::: Text to read :::
Forget 400 kilowatts. The next wave of electric vehicle chargers are getting ready for much faster speeds.

Tesla V4 Supercharger
Photo by: Tesla

A few years ago, 300-plus-kilowatt stalls represented the cutting edge in EV charging. But a new trend is emerging: Charging companies in the U.S. are now rolling out hardware that can deliver 500 kW, 600 kW, or even up to a full megawatt to prepare for an onslaught of electric big rigs and next-generation electric cars.

Last month, ChargePoint revealed a 600-kW unit that it labeled as “the world’s fastest standalone EV charger.” (The all-in-one solution doesn’t need a separate cabinet.) Also in April, Swiss firm ABB revealed plans to roll out its 1.2 megawatt chargers. Last week, Kempower unveiled its new charger with a Megawatt Charging System connector that can dispense 1.2 mW, plus a CCS plug that can do 560 kW.

Ionity-branded Alpitronic HYC1000 chargers

Ionity-branded Alpitronic HYC1000 chargers

Photo by: Ionity

Not too long ago, Italian charging company Alpitronic unveiled its new chargers which can deliver up to 1,000 kW to semi trucks and up to 600 kW to passenger EVs. Those will start rolling out in the U.S. early next year, a company spokesperson told InsideEVs. Tesla Superchargers were historically capped at 250 or 325 kW. Now America’s biggest charging player is gradually rolling out its 500 kW V4 stations.

Charging has long been a hurdle in the broader adoption of EVs. And despite the slowdown in EV sales, the industry is now gearing up to deploy technology that could make EV charging as quick and convenient as refueling a gas car.

These cutting-edge, higher-powered stations also have another benefit: They allow more EVs to charge simultaneously at really high speeds without cutting power when traffic is high. They can deliver megawatt charging speeds to a single port, or spread that load intelligently across multiple chargers. 

“The idea is to be able to distribute load across the individual chargers based on EVs’ power draw capacity and current need,” Loren McDonald, the CEO and chief analyst at Chargeonomics, told me.

Alpitronic HYC1000 Distributed Megawatt Charging

Alpitronic HYC1000 Distributed Megawatt Charging

Photo by: Alpitronic

Think of it this way: If the previous-generation Chevy Bolt and a Lucid Gravity pull into the same charging location, there's no conflict. The Bolt gets the 55 kW it can actually accept; the Gravity can still charge at 400 kW without wasting any power. Charging networks have been doing this "dynamic load balancing" for years. But the ability to deliver megawatt speeds to a single port, while maintaining high power across every stall during peak traffic, is where the broader industry is now headed.
::: Provided records :::
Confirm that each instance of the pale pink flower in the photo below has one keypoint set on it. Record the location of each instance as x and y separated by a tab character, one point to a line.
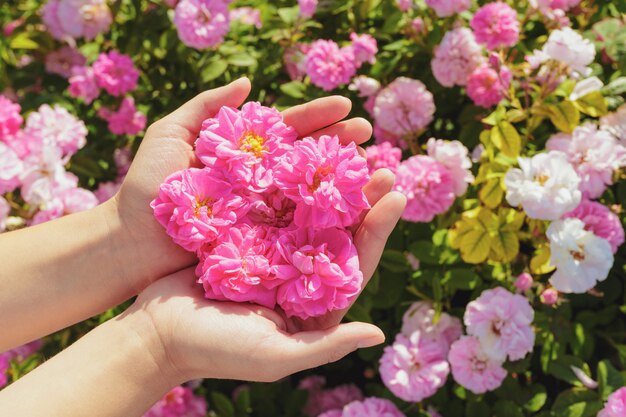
404	107
249	141
320	269
307	8
11	168
77	18
10	118
487	87
414	367
196	206
456	57
364	48
496	25
83	84
428	186
5	209
524	281
116	73
44	176
238	267
64	202
325	179
63	60
202	23
501	321
454	156
472	368
271	208
179	402
322	400
295	60
601	221
549	296
383	156
329	66
445	8
126	120
570	48
546	186
381	135
581	258
615	405
247	16
595	155
421	316
57	127
615	123
371	407
366	86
:::
== Exercise requirements ==
a - Repeat the part of the article on faster EV chargers starting with "Last month, ChargePoint" and going on through "can do 560 kW.".
b - Write what comes next in the article on faster EV chargers, picking up after its final sentence.

== Final answers ==
a -
Last month, ChargePoint revealed a 600-kW unit that it labeled as “the world’s fastest standalone EV charger.” (The all-in-one solution doesn’t need a separate cabinet.) Also in April, Swiss firm ABB revealed plans to roll out its 1.2 megawatt chargers. Last week, Kempower unveiled its new charger with a Megawatt Charging System connector that can dispense 1.2 mW, plus a CCS plug that can do 560 kW.

b -
There’s a problem, though. As the likes of BYD and Geely democratize megawatt charging in other parts of the world, there’s no passenger EV in the U.S. currently that can accept over 500 kW of power. The Tesla Cybertruck has been observed pulling 500 kW at V4 Superchargers, even if its official specs still list a max of 325 kW. Other than that, the fastest-charging EVs in the U.S. on sale or coming soon, like the Lucid Gravity, Porsche Cayenne Electric, and BMW iX3, all have a 400 kW ceiling. 

Walmart-branded ABB E-mobility A400 DC fast chargers

Walmart-branded ABB E-mobility A400 DC fast chargers

Photo by: ABB E-mobility

Still, charging companies in the U.S. are pressing ahead, future-proofing their networks with the expectation that EV demand will rebound and that more capable, high-tech EVs will eventually reach American shores.

“Some of the high-power Chinese cars may find their way to the U.S. in the next five years, so these higher-power capable chargers future-proof them,” McDonald said. “We might also see some 500 kW capable BEVs in the next few years in the U.S.”

Ionna, a charging network backed by several automakers, deploys 400 kW stations. Seth Cutler, the company’s CEO, told InsideEVs that’s plenty for today’s cars, but that it’s always thinking about where things will go next. 

“We are evaluating higher power,” he said in an interview on the Plugged-In Podcast this week. “I think it's just a question of timing—when does it make sense to go make those changes—and at which sites in which parts of the country.”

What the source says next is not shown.